[Challenge] Please show every line of the items below that contains the word "knit", copying each one in full.

[Listed entries]
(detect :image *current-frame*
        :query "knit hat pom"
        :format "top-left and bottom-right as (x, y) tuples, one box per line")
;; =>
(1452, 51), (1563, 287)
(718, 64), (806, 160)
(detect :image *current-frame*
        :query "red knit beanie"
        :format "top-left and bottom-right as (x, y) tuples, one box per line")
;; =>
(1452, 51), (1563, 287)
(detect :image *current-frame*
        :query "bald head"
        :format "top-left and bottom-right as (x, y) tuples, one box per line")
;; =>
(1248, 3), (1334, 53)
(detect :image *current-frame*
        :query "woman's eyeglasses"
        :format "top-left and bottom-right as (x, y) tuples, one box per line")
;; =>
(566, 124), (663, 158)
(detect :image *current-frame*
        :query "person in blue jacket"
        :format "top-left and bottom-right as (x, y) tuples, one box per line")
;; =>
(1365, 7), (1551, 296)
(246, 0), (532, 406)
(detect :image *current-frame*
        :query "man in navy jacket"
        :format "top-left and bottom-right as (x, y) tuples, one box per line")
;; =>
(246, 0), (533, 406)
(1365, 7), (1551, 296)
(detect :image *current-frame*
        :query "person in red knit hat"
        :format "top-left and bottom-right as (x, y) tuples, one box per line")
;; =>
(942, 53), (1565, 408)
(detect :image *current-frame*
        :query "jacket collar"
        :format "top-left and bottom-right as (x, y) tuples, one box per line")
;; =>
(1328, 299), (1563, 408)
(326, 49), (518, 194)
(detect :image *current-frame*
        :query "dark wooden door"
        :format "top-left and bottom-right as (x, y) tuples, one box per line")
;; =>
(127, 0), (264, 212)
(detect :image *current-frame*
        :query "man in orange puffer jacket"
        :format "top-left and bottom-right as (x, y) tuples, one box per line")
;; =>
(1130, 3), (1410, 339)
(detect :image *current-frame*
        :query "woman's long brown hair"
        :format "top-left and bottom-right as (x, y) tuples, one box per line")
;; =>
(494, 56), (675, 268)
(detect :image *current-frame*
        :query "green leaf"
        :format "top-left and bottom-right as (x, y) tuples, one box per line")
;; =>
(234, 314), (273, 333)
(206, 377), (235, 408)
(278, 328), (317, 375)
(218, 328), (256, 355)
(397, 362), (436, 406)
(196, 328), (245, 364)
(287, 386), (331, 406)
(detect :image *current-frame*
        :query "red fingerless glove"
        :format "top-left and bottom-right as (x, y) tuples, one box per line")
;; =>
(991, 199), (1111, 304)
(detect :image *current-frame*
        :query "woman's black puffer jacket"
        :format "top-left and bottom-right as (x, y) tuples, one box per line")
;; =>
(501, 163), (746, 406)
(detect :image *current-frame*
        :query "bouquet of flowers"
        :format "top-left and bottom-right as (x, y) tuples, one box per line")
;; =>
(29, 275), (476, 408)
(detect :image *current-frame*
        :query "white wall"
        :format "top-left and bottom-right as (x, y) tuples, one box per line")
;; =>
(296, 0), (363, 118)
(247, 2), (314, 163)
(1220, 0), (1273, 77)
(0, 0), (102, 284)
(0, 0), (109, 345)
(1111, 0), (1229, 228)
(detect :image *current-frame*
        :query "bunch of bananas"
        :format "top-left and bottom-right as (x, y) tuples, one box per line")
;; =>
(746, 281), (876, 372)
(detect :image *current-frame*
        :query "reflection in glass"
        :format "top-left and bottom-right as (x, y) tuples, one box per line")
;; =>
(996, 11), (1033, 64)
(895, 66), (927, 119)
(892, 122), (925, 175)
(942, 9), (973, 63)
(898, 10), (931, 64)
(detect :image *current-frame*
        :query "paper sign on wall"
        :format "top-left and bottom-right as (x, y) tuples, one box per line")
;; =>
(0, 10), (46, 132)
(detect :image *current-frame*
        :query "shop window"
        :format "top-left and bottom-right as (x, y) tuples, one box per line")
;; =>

[The result]
        :query "knit hat pom"
        :query "red knit beanie"
        :query "person in red knit hat"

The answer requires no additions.